• Supplied material:
· · · · · · ·
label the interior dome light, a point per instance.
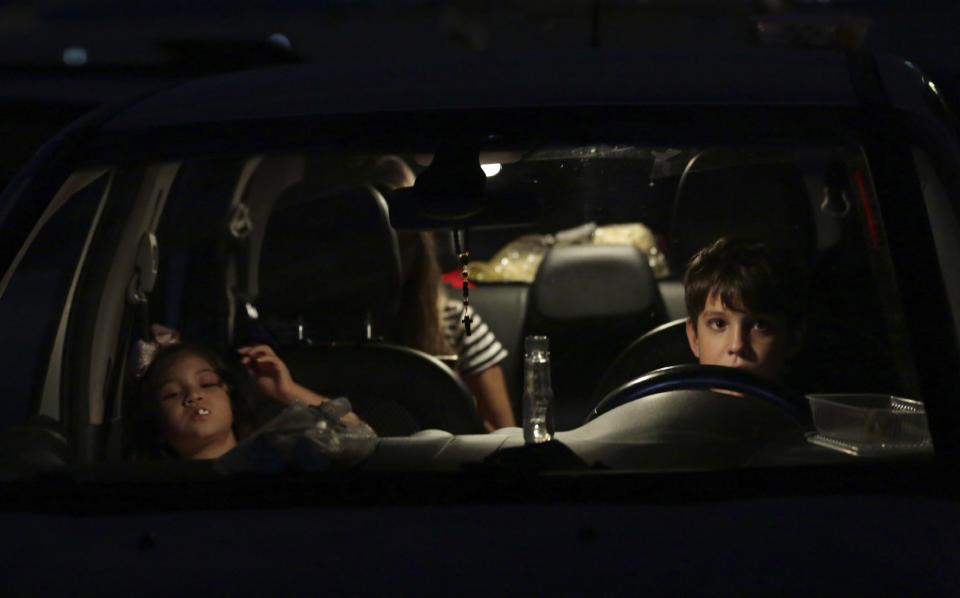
(491, 169)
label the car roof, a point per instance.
(754, 76)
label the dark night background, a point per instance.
(60, 59)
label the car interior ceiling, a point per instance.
(313, 215)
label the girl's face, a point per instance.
(195, 409)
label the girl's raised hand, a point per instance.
(269, 372)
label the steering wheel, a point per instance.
(688, 377)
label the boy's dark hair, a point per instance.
(144, 427)
(747, 275)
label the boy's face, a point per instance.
(758, 343)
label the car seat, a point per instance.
(328, 271)
(591, 301)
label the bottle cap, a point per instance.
(535, 342)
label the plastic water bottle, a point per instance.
(537, 391)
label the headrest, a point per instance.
(329, 257)
(593, 281)
(717, 197)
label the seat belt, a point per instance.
(136, 317)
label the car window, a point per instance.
(35, 297)
(287, 250)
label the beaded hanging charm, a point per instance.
(463, 255)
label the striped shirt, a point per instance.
(477, 352)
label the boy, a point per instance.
(745, 305)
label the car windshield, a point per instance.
(696, 306)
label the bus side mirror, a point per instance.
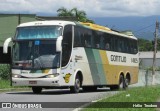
(6, 44)
(59, 44)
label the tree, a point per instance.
(74, 12)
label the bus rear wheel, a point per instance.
(121, 85)
(76, 87)
(89, 88)
(36, 90)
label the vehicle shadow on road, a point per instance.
(56, 92)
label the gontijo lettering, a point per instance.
(117, 58)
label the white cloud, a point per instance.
(93, 8)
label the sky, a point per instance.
(93, 8)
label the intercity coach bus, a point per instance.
(67, 54)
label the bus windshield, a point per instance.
(34, 32)
(35, 54)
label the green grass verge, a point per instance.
(139, 94)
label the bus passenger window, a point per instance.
(107, 47)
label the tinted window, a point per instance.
(66, 44)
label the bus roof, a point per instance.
(87, 25)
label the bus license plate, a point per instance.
(32, 82)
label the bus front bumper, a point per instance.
(35, 82)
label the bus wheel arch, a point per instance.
(127, 79)
(77, 82)
(121, 81)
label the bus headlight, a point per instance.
(52, 75)
(16, 75)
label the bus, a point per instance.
(70, 54)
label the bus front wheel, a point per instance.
(76, 87)
(36, 90)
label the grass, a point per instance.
(139, 94)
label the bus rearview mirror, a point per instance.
(59, 44)
(6, 44)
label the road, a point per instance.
(54, 95)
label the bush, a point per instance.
(4, 71)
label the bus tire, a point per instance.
(89, 88)
(120, 86)
(122, 83)
(127, 82)
(76, 87)
(36, 90)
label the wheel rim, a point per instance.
(77, 84)
(121, 85)
(127, 82)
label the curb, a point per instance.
(10, 89)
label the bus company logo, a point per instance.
(6, 105)
(67, 77)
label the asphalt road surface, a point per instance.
(57, 97)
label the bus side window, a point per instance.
(66, 44)
(77, 37)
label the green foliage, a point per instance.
(4, 71)
(74, 12)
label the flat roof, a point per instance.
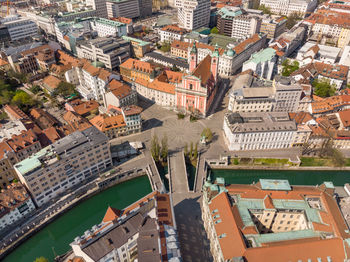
(275, 184)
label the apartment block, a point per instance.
(123, 8)
(144, 231)
(15, 204)
(138, 47)
(20, 27)
(111, 126)
(287, 7)
(193, 14)
(273, 27)
(258, 130)
(119, 95)
(170, 33)
(107, 50)
(67, 162)
(239, 23)
(272, 220)
(262, 63)
(107, 27)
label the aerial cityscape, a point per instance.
(174, 130)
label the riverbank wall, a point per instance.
(123, 177)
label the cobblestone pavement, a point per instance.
(192, 237)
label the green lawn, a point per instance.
(315, 161)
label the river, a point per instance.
(295, 177)
(56, 237)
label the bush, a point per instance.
(180, 116)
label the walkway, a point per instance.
(179, 182)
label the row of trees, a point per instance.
(159, 150)
(192, 153)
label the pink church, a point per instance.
(198, 88)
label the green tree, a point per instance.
(65, 89)
(289, 68)
(165, 47)
(186, 150)
(191, 150)
(35, 89)
(195, 152)
(175, 68)
(265, 9)
(155, 148)
(23, 100)
(41, 259)
(292, 19)
(214, 30)
(208, 134)
(165, 148)
(323, 88)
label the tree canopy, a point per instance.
(265, 9)
(214, 30)
(323, 88)
(289, 68)
(65, 89)
(41, 259)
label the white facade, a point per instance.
(321, 53)
(193, 14)
(67, 162)
(123, 8)
(262, 63)
(20, 27)
(161, 98)
(168, 35)
(99, 6)
(16, 214)
(287, 7)
(110, 51)
(259, 135)
(245, 26)
(88, 85)
(106, 27)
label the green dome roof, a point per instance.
(230, 52)
(98, 64)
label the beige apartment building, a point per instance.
(65, 163)
(251, 222)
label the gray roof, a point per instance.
(118, 235)
(74, 142)
(157, 56)
(250, 122)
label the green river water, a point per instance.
(295, 177)
(56, 236)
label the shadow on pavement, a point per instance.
(192, 236)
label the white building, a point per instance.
(345, 57)
(170, 33)
(287, 7)
(99, 6)
(288, 94)
(263, 63)
(20, 27)
(15, 204)
(193, 14)
(91, 81)
(258, 130)
(123, 8)
(67, 162)
(106, 27)
(311, 52)
(108, 50)
(132, 234)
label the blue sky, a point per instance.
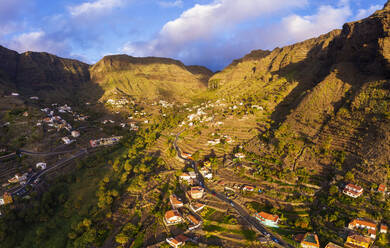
(204, 32)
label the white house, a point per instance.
(41, 165)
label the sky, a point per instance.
(198, 32)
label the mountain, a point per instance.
(307, 87)
(51, 76)
(32, 72)
(150, 78)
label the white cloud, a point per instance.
(297, 28)
(363, 13)
(204, 21)
(167, 4)
(95, 7)
(38, 42)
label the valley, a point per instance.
(282, 148)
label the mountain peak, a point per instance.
(387, 5)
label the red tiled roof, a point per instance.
(268, 216)
(382, 188)
(363, 223)
(172, 213)
(354, 187)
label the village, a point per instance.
(232, 173)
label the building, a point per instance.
(239, 155)
(105, 141)
(6, 199)
(267, 219)
(196, 192)
(173, 217)
(176, 202)
(357, 241)
(363, 224)
(332, 245)
(383, 228)
(206, 173)
(75, 134)
(66, 140)
(196, 206)
(194, 221)
(177, 241)
(382, 188)
(41, 165)
(353, 191)
(188, 176)
(248, 188)
(310, 240)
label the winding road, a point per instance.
(240, 210)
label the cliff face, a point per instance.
(331, 89)
(148, 78)
(32, 71)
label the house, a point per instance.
(177, 241)
(332, 245)
(357, 241)
(196, 206)
(187, 176)
(41, 165)
(186, 155)
(6, 199)
(248, 188)
(196, 192)
(66, 140)
(194, 221)
(173, 217)
(206, 173)
(75, 134)
(353, 191)
(358, 223)
(310, 240)
(18, 178)
(382, 188)
(176, 202)
(383, 228)
(239, 155)
(267, 219)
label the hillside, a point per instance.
(149, 78)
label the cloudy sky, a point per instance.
(205, 32)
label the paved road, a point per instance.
(21, 189)
(240, 210)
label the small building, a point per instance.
(194, 221)
(310, 240)
(248, 188)
(177, 241)
(383, 228)
(206, 173)
(196, 206)
(41, 165)
(6, 199)
(382, 188)
(176, 202)
(353, 191)
(239, 155)
(66, 140)
(363, 224)
(196, 192)
(173, 217)
(267, 219)
(75, 134)
(332, 245)
(357, 241)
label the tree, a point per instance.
(121, 238)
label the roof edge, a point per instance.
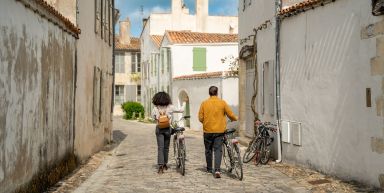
(47, 11)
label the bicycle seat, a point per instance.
(179, 129)
(231, 130)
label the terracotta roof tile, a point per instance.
(185, 37)
(134, 45)
(157, 40)
(205, 75)
(68, 24)
(301, 6)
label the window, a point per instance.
(288, 3)
(163, 54)
(199, 59)
(119, 63)
(135, 62)
(378, 7)
(104, 19)
(119, 94)
(138, 62)
(110, 22)
(249, 65)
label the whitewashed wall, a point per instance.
(260, 12)
(182, 58)
(92, 52)
(147, 48)
(37, 65)
(325, 73)
(197, 91)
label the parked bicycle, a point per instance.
(179, 149)
(231, 154)
(259, 147)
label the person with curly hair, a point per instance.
(163, 106)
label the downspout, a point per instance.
(113, 65)
(113, 56)
(75, 83)
(170, 59)
(277, 73)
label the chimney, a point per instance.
(177, 6)
(125, 31)
(201, 15)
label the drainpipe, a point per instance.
(169, 53)
(113, 67)
(75, 83)
(113, 57)
(277, 73)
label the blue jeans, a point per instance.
(163, 137)
(213, 141)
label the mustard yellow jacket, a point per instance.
(212, 114)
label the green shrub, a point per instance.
(132, 110)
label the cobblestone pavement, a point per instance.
(131, 167)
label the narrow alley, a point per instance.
(131, 167)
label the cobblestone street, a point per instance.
(131, 167)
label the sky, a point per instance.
(132, 9)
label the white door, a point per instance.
(250, 75)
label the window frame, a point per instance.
(199, 59)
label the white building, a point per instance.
(196, 64)
(55, 88)
(178, 20)
(320, 73)
(127, 68)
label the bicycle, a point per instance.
(179, 149)
(231, 154)
(259, 147)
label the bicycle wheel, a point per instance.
(264, 153)
(176, 152)
(249, 152)
(237, 163)
(227, 157)
(182, 157)
(258, 150)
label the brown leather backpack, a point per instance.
(163, 122)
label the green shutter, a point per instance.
(199, 59)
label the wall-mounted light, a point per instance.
(378, 7)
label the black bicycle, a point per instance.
(231, 154)
(259, 147)
(179, 149)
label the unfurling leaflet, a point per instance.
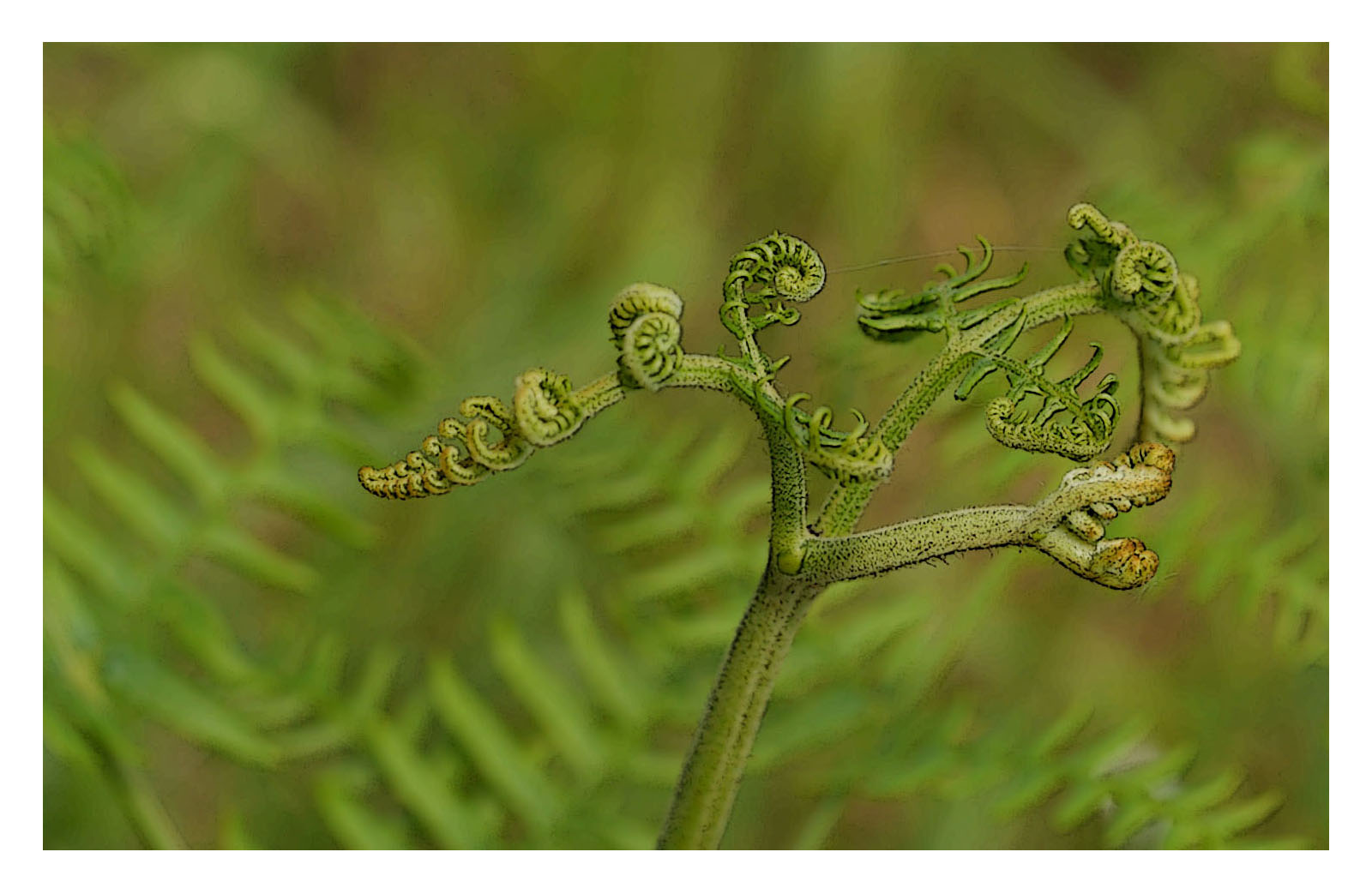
· · · · · · ·
• What you have to do: Swap "cobblestone" for "brick" in the stretch from the line containing "label the green shrub, a point per instance." through the end of the rows. Write out only those lines, with everything else unchanged and the pictures left out.

• Exercise result:
label the green shrub, a point per instance.
(132, 110)
label the brick pavement, a point per instance.
(131, 167)
label the narrow alley, a point per instance.
(131, 167)
label the brick street, a point per instance.
(131, 167)
label the sky, a point per instance.
(132, 9)
label the white door, a point per instance.
(250, 75)
label the window frame, a point per instance.
(199, 59)
label the white building, a point per instance.
(196, 64)
(55, 88)
(178, 20)
(320, 73)
(127, 68)
label the bicycle, a point per instance.
(179, 149)
(231, 154)
(259, 147)
label the bicycle wheel, a point per instance.
(264, 153)
(176, 152)
(249, 152)
(237, 163)
(227, 157)
(182, 157)
(258, 150)
label the brown leather backpack, a point per instance.
(163, 122)
label the green shutter, a point per instance.
(199, 59)
label the wall-mounted light, a point per instance.
(378, 7)
label the black bicycle, a point per instance.
(231, 154)
(259, 147)
(179, 149)
label the unfurling leaflet, a point per instance.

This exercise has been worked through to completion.